**WORK TASK**
Your result will be the set of lines with "before", copied from the material below.

**SUPPLIED ENTRIES**
####
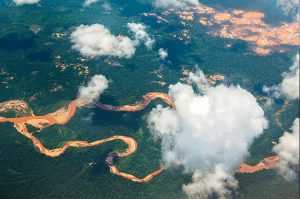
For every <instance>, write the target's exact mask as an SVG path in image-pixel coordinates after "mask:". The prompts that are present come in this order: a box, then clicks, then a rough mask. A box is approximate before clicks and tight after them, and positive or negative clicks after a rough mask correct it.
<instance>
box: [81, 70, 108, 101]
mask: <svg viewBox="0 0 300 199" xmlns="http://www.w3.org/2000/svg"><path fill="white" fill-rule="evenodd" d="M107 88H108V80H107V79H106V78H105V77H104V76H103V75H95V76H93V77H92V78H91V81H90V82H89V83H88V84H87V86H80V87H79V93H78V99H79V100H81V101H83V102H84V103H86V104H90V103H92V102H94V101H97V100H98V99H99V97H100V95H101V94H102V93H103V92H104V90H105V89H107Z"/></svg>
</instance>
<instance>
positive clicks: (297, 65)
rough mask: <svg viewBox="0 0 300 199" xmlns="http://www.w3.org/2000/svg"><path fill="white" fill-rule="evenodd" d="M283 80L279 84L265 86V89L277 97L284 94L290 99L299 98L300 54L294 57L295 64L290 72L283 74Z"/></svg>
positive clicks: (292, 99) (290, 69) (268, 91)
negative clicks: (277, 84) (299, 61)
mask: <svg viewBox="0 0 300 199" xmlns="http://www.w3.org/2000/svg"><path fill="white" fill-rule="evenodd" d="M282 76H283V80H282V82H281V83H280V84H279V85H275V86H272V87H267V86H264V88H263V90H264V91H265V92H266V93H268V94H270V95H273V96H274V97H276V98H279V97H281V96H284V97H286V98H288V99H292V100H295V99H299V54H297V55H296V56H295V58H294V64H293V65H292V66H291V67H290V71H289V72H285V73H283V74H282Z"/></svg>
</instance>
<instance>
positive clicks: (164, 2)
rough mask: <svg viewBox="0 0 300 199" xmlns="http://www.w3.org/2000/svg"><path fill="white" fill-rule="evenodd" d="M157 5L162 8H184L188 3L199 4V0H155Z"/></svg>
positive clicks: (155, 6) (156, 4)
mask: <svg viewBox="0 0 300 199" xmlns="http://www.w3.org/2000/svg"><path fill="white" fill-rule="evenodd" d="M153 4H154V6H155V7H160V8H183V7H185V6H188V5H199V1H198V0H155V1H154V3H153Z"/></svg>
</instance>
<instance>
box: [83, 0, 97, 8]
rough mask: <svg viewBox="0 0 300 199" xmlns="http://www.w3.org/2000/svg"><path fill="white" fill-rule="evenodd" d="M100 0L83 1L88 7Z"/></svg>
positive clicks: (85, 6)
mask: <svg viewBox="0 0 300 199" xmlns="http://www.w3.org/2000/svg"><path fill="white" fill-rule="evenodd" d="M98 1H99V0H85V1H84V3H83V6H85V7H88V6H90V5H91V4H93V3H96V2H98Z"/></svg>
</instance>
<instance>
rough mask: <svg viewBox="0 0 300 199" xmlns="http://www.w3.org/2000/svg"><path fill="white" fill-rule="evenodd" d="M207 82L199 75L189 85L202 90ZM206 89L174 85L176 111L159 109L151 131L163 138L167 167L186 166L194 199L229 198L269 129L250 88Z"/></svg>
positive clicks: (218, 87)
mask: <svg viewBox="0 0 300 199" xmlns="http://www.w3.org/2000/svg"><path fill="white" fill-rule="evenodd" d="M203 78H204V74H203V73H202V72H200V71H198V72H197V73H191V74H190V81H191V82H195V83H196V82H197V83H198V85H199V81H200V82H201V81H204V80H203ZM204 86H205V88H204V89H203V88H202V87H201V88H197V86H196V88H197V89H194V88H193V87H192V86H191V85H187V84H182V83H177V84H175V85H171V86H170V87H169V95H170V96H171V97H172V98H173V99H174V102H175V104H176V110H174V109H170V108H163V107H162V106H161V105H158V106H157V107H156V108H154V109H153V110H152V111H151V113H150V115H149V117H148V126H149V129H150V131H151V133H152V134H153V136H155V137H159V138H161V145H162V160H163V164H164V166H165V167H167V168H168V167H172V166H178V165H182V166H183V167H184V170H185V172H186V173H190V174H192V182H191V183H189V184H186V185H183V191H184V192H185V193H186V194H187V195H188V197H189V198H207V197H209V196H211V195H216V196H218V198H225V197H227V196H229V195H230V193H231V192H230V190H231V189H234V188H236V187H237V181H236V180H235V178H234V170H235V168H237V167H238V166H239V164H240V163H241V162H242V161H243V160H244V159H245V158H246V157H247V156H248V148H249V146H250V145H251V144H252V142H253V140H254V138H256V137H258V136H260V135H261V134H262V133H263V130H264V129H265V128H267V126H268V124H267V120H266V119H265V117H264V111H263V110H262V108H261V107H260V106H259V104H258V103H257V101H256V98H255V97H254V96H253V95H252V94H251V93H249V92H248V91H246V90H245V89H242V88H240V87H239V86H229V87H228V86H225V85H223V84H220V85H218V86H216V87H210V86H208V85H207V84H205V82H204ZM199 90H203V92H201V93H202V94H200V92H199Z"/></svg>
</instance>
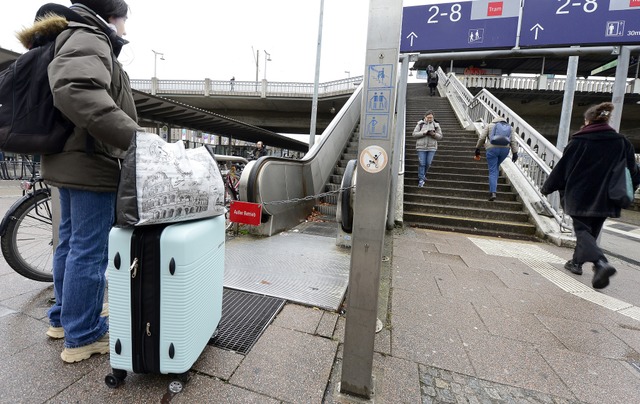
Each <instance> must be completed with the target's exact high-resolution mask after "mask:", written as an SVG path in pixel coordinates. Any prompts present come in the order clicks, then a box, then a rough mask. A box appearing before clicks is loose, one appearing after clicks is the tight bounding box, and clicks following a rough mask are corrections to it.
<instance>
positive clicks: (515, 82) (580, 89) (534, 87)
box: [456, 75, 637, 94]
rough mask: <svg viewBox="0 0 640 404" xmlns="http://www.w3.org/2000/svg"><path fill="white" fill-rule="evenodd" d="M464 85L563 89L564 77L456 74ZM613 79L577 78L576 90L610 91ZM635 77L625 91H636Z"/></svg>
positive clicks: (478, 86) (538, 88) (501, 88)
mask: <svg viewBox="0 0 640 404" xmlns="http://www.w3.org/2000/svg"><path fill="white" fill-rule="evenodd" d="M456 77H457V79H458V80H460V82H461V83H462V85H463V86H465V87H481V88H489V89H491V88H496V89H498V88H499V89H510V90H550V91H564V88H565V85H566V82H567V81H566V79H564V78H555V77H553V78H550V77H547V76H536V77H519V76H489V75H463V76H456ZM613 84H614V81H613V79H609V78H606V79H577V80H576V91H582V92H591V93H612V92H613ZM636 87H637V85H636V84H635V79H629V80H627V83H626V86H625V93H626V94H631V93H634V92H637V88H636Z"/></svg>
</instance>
####
**RESPONSE**
For every <instance>, write the target's exact mask as an SVG path in image-pixel coordinates after "mask:". The prompts that are present come in this order: a box, then clicks, then a rough mask. A box is approximate before clicks and tight after them, and positive or negative clicks after a rough mask correct it.
Each <instance> must be completed with the target's exact high-resolution mask after "mask:", written as an SVG path in pixel coordinates. Any prompts present come in the order clicks, then a box, then a rough mask. A box appearing before clicks is loose, one appearing after clicks is the tight bounding box, and clicks following a rough mask are corrections to it.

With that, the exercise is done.